====== SUPPLIED DATA ======

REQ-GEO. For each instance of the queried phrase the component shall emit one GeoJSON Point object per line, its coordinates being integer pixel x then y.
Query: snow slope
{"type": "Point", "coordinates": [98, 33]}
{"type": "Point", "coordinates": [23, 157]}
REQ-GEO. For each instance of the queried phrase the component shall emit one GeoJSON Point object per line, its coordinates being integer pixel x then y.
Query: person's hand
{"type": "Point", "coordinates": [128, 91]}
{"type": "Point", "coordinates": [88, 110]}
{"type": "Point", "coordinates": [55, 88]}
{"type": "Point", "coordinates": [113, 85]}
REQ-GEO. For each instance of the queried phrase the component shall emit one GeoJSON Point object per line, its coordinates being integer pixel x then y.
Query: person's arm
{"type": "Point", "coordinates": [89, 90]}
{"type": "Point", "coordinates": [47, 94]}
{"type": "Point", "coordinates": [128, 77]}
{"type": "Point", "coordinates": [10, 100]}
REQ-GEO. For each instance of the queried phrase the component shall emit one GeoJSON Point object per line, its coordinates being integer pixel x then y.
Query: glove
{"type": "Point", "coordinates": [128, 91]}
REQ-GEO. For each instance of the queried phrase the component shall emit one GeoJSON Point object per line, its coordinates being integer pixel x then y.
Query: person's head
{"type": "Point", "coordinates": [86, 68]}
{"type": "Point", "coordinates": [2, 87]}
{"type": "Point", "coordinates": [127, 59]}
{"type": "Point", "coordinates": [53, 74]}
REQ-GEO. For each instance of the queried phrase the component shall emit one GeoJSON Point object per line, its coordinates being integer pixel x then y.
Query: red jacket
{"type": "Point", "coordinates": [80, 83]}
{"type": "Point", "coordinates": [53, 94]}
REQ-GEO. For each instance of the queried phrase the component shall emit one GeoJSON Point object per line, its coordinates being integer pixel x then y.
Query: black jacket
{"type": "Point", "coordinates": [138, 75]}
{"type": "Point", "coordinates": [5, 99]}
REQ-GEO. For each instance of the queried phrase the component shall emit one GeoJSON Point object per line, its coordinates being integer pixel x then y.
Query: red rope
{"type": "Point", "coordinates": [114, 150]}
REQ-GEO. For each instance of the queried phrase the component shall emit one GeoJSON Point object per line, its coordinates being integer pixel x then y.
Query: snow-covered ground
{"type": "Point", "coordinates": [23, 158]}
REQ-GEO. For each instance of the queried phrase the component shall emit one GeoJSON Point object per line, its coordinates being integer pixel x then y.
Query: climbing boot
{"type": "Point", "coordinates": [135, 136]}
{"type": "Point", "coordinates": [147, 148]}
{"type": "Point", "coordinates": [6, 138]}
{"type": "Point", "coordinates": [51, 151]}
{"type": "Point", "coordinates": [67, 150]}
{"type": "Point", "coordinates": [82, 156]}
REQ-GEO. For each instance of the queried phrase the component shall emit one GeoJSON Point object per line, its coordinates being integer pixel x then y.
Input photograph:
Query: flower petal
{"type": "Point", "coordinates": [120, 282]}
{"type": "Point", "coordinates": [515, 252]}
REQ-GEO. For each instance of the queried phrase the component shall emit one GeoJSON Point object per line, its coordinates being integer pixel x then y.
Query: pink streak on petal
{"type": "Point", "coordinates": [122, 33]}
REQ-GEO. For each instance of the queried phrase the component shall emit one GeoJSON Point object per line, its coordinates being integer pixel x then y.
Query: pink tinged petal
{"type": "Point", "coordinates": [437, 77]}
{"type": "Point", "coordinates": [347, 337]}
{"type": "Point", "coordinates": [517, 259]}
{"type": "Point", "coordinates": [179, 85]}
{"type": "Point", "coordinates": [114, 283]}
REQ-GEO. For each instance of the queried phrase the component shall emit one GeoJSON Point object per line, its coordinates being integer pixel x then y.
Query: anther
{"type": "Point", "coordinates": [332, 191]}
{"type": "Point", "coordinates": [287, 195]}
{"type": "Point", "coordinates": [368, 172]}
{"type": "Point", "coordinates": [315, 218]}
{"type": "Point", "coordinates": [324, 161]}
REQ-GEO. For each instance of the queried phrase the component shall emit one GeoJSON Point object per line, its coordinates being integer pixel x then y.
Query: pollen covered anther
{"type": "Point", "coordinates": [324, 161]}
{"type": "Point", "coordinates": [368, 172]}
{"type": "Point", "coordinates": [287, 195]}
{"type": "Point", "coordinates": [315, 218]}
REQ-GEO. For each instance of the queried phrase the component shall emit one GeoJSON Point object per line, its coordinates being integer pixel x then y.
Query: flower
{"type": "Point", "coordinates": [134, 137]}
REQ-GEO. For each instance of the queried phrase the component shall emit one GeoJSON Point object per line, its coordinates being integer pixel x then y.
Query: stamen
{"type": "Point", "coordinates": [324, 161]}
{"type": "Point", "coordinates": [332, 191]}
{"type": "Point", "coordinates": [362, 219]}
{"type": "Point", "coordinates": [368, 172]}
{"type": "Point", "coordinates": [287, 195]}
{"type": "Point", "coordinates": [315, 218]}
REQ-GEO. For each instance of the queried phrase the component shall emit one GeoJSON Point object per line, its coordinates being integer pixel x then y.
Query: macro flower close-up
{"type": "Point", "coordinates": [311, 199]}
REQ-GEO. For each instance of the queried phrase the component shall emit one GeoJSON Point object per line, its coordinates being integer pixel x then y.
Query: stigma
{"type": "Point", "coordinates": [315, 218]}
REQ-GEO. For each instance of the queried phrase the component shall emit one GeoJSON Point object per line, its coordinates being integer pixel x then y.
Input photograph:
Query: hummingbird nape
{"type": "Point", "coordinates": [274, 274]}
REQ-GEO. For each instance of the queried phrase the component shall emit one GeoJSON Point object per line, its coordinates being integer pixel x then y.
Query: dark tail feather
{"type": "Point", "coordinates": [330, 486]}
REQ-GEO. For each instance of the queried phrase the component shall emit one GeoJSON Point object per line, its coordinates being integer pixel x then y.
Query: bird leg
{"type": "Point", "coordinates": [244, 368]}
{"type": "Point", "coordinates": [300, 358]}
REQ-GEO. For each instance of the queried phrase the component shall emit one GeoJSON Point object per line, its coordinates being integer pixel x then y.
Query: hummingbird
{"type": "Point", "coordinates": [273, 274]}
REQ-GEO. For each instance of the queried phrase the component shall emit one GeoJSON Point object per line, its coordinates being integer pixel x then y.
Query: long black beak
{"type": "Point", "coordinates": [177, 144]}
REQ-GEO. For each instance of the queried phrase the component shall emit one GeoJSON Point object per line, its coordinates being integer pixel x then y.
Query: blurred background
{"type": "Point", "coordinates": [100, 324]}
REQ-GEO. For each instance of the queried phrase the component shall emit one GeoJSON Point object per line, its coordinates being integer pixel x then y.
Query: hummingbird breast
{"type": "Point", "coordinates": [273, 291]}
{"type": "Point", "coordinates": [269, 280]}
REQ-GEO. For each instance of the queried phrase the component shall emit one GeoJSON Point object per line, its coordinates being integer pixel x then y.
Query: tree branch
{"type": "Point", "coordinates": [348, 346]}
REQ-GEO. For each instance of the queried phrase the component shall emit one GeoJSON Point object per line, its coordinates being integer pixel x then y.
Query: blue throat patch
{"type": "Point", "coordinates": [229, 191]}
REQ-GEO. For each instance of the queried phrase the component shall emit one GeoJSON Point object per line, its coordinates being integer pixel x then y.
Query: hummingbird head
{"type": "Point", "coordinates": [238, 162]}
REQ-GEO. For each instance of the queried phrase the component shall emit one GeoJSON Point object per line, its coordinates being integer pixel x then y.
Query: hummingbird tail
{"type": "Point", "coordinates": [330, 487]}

======

**TASK DETAILS**
Take the data above and return it exactly.

**TASK RESPONSE**
REQ-GEO. For each instance of the queried phrase the component shall emit one GeoJSON Point object per line, its coordinates being integer pixel x then y.
Query: snow slope
{"type": "Point", "coordinates": [98, 33]}
{"type": "Point", "coordinates": [23, 157]}
REQ-GEO. For each instance of the queried phrase the component shall emit one GeoJSON Point object per line, its coordinates being integer pixel x then y.
Query: person's hand
{"type": "Point", "coordinates": [128, 91]}
{"type": "Point", "coordinates": [88, 110]}
{"type": "Point", "coordinates": [55, 88]}
{"type": "Point", "coordinates": [113, 85]}
REQ-GEO. For each instance of the queried phrase the component shall emit one GeoJSON Point object per line, its coordinates being integer pixel x then y.
Query: person's arm
{"type": "Point", "coordinates": [89, 90]}
{"type": "Point", "coordinates": [47, 94]}
{"type": "Point", "coordinates": [128, 77]}
{"type": "Point", "coordinates": [10, 100]}
REQ-GEO. For each instance of the queried phrase the component shall emit one GeoJSON Point object per line, its coordinates being integer pixel x then y.
Query: glove
{"type": "Point", "coordinates": [128, 91]}
REQ-GEO. For each instance of the queried phrase the component shall emit one GeoJSON Point object per line, its coordinates being integer pixel x then y.
Query: person's head
{"type": "Point", "coordinates": [86, 68]}
{"type": "Point", "coordinates": [2, 87]}
{"type": "Point", "coordinates": [127, 59]}
{"type": "Point", "coordinates": [53, 74]}
REQ-GEO. For each instance of the queried phrase the component shall emit one GeoJSON Point object per line, its coordinates being integer pixel x then y.
Query: red jacket
{"type": "Point", "coordinates": [80, 83]}
{"type": "Point", "coordinates": [53, 94]}
REQ-GEO. For each instance of the queried phrase the component shall emit one GeoJSON Point object per line, its coordinates being integer pixel x then y.
Query: black jacket
{"type": "Point", "coordinates": [138, 75]}
{"type": "Point", "coordinates": [5, 99]}
REQ-GEO. For each instance of the queried phrase the component shall emit one GeoJSON Point object per line, its coordinates being integer pixel x then y.
Query: red rope
{"type": "Point", "coordinates": [114, 150]}
REQ-GEO. For each instance of the queried phrase the component shall emit one GeoJSON Point object per line, its coordinates being integer pixel x then y.
Query: snow-covered ground
{"type": "Point", "coordinates": [23, 158]}
REQ-GEO. For each instance of the queried phrase the component shall emit one GeoJSON Point object per line, its coordinates being integer pixel x then y.
Query: climbing boot
{"type": "Point", "coordinates": [135, 136]}
{"type": "Point", "coordinates": [147, 148]}
{"type": "Point", "coordinates": [6, 138]}
{"type": "Point", "coordinates": [51, 151]}
{"type": "Point", "coordinates": [67, 150]}
{"type": "Point", "coordinates": [82, 156]}
REQ-GEO. For each instance of the queried phrase the component shall emit one GeoJSON Point object per line, its coordinates being integer pixel x then y.
Input photograph:
Query: flower petal
{"type": "Point", "coordinates": [120, 282]}
{"type": "Point", "coordinates": [515, 252]}
REQ-GEO. For each instance of the queried phrase the component shall emit one GeoJSON Point object per line, its coordinates being integer pixel x then y.
Query: pink streak on petal
{"type": "Point", "coordinates": [122, 33]}
REQ-GEO. For each instance of the queried phrase the component shall emit one GeoJSON Point object per line, its coordinates being integer pixel x then y.
Query: pink tinged petal
{"type": "Point", "coordinates": [437, 77]}
{"type": "Point", "coordinates": [347, 337]}
{"type": "Point", "coordinates": [517, 259]}
{"type": "Point", "coordinates": [179, 85]}
{"type": "Point", "coordinates": [114, 283]}
REQ-GEO. For each instance of the queried phrase the component shall emit one GeoJSON Point object per line, its coordinates being integer pixel x then y.
Query: anther
{"type": "Point", "coordinates": [332, 191]}
{"type": "Point", "coordinates": [287, 195]}
{"type": "Point", "coordinates": [368, 172]}
{"type": "Point", "coordinates": [315, 218]}
{"type": "Point", "coordinates": [324, 161]}
REQ-GEO. For each instance of the queried phrase the component shall emit one GeoJSON Point object per line, its coordinates being integer pixel x then y.
Query: pollen covered anther
{"type": "Point", "coordinates": [324, 161]}
{"type": "Point", "coordinates": [368, 172]}
{"type": "Point", "coordinates": [287, 195]}
{"type": "Point", "coordinates": [315, 218]}
REQ-GEO. For each instance of the queried phrase the component shall emit one GeoJSON Point object per line, its coordinates being integer pixel x then y.
Query: flower
{"type": "Point", "coordinates": [134, 137]}
REQ-GEO. For each instance of the queried phrase the component shall emit one GeoJSON Point object per line, its coordinates being integer pixel x then y.
Query: stamen
{"type": "Point", "coordinates": [324, 161]}
{"type": "Point", "coordinates": [332, 191]}
{"type": "Point", "coordinates": [362, 219]}
{"type": "Point", "coordinates": [368, 172]}
{"type": "Point", "coordinates": [287, 195]}
{"type": "Point", "coordinates": [315, 218]}
REQ-GEO. For each instance of the queried phrase the component shall emit one GeoJSON Point object per line, its coordinates being integer pixel x then y.
Query: macro flower close-up
{"type": "Point", "coordinates": [311, 199]}
REQ-GEO. For each instance of the queried phrase the component shall emit one GeoJSON Point object per line, its coordinates being integer pixel x then y.
Query: stigma
{"type": "Point", "coordinates": [315, 218]}
REQ-GEO. For each instance of the queried phrase the component shall emit one GeoJSON Point object per line, its coordinates being integer pixel x then y.
Input photograph:
Query: hummingbird nape
{"type": "Point", "coordinates": [274, 274]}
REQ-GEO. For each instance of the queried phrase the component shall emit one GeoJSON Point object per line, its coordinates being integer pixel x then y.
Query: dark tail feather
{"type": "Point", "coordinates": [330, 486]}
REQ-GEO. For each instance of the queried phrase the component shall emit one GeoJSON Point object per line, its coordinates being integer pixel x then y.
Query: bird leg
{"type": "Point", "coordinates": [244, 368]}
{"type": "Point", "coordinates": [300, 358]}
REQ-GEO. For each instance of the queried phrase the component shall emit one GeoJSON Point object per line, its coordinates being integer pixel x then y.
Query: hummingbird
{"type": "Point", "coordinates": [273, 274]}
REQ-GEO. For each instance of the queried phrase the component shall emit one GeoJSON Point object per line, its coordinates being integer pixel x then y.
Query: long black beak
{"type": "Point", "coordinates": [177, 144]}
REQ-GEO. For each instance of the queried phrase the component shall emit one GeoJSON Point object per line, its coordinates being integer pixel x then y.
Query: blurred background
{"type": "Point", "coordinates": [100, 324]}
REQ-GEO. For each instance of the queried phrase the component shall emit one GeoJSON Point object per line, its coordinates being integer pixel x then y.
Query: hummingbird breast
{"type": "Point", "coordinates": [273, 291]}
{"type": "Point", "coordinates": [269, 280]}
REQ-GEO. For each instance of the queried phrase the component shall emit one GeoJSON Point object per line, its coordinates being integer pixel x then y.
Query: tree branch
{"type": "Point", "coordinates": [348, 346]}
REQ-GEO. For each instance of the queried phrase the component shall emit one GeoJSON Point object per line, its coordinates being integer pixel x then y.
Query: blue throat patch
{"type": "Point", "coordinates": [229, 191]}
REQ-GEO. For each instance of the queried phrase the component shall emit one GeoJSON Point object per line, its coordinates being integer pixel x then y.
Query: hummingbird head
{"type": "Point", "coordinates": [238, 162]}
REQ-GEO. For each instance of the queried phrase the component shall emit one GeoJSON Point object per line, its coordinates being integer pixel x then y.
Query: hummingbird tail
{"type": "Point", "coordinates": [330, 487]}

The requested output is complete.